In the rows below, from the line containing "the woman's grey" through the end of the rows, swap each "Target" for "Label" and write those lines out again with nothing else changed.

(Pointing records)
>>>

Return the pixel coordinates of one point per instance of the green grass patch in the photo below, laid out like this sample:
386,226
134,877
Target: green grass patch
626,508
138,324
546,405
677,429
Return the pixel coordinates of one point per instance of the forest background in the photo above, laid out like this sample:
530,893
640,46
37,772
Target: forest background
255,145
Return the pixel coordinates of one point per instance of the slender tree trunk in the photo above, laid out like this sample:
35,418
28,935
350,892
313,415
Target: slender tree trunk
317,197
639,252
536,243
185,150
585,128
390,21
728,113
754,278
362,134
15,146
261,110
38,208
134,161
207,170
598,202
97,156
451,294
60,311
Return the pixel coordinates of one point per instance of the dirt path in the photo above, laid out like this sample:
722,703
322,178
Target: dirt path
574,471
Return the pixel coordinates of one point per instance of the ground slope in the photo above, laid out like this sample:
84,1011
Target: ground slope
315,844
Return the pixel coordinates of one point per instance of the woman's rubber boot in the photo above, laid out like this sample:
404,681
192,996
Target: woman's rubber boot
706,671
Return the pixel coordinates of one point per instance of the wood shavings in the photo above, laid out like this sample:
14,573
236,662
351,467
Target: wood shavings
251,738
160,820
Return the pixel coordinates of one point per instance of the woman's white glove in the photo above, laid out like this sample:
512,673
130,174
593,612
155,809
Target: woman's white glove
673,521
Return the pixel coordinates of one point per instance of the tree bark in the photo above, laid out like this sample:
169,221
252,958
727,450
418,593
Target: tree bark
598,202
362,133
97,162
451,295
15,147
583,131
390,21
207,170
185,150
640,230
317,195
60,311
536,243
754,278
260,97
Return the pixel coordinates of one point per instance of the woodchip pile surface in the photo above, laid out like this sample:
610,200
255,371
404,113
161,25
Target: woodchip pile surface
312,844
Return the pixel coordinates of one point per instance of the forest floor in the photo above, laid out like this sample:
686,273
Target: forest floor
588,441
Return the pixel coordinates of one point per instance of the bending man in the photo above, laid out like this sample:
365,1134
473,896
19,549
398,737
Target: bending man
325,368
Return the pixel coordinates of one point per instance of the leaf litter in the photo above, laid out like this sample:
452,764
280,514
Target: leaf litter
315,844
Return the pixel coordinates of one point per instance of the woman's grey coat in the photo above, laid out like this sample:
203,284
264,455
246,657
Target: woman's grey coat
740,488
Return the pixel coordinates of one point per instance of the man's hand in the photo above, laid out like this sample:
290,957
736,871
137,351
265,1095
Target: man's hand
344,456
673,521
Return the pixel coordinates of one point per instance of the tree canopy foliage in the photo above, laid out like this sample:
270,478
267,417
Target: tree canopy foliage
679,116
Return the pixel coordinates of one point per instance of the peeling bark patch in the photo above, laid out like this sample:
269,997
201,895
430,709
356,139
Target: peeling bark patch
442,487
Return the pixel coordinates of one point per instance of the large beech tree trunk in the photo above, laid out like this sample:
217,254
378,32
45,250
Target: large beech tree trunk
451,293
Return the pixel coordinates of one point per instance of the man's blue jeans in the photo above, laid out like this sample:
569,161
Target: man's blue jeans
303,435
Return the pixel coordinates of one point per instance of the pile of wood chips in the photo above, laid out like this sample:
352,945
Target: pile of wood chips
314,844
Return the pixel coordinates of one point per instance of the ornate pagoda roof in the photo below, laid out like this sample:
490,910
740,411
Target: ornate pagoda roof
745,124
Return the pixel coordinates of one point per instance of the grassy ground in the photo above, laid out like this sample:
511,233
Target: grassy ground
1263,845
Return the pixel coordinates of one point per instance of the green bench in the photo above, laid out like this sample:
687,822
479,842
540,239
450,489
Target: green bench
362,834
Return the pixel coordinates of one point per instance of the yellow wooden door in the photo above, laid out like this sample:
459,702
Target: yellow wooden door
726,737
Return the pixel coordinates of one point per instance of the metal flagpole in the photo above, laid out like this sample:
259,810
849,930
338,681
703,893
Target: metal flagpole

<<<

- Full output:
Return the pixel coordinates of one point per instance of the woman's grey coat in the photo above, laid out like this sample:
203,284
264,455
246,657
Label: woman's grey coat
740,488
Return the pixel coordinates of one point per instance of the man's hand in the photo above, laid out like this sample:
290,957
736,871
137,351
265,1095
Label: man's hand
344,456
673,521
Return the pixel coordinates of one point per instance of the tree canopy foliage in the photo above, laid out like this sample:
270,478
267,417
Label: tree canopy foliage
679,116
Return the pixel coordinates of one point per instance of the peeling bark patch in the photo above, laid out like this sample:
269,997
201,895
430,709
356,139
Label: peeling bark patch
442,487
Return the pixel coordinates of one point per instance of the large beech tree trunk in the photo above, laid out like this sample:
217,254
378,32
45,250
Label: large beech tree trunk
451,293
Return the pixel coordinates of one point per instance of the man's blue jeans in the photo above, laid out like this sample:
569,161
Label: man's blue jeans
303,435
Return the pixel coordinates of one point per instance of the pile of wood chips in the photo above, laid out like this sample:
352,945
Label: pile of wood chips
314,844
Return the pixel coordinates of one point per instance of the ornate pagoda roof in the photo below, laid out like this sample:
490,910
740,411
Label: ornate pagoda roof
745,124
Return the pixel coordinates of one point per instance of the grassy ground in the photo above, laid out like this sample:
511,233
Label: grassy ground
1263,845
Return the pixel coordinates of one point per instance of the green bench in the photo above, laid out like this sample:
687,822
479,842
540,239
450,489
Label: green bench
362,834
Return the pixel coordinates of one point per instance of the yellow wooden door in the photo above, laid out like this sample:
459,702
Label: yellow wooden door
726,737
Return the pixel coordinates of one point per instance of the metal flagpole in the photo above, laid out like this sample:
259,810
849,930
338,681
703,893
Label: metal flagpole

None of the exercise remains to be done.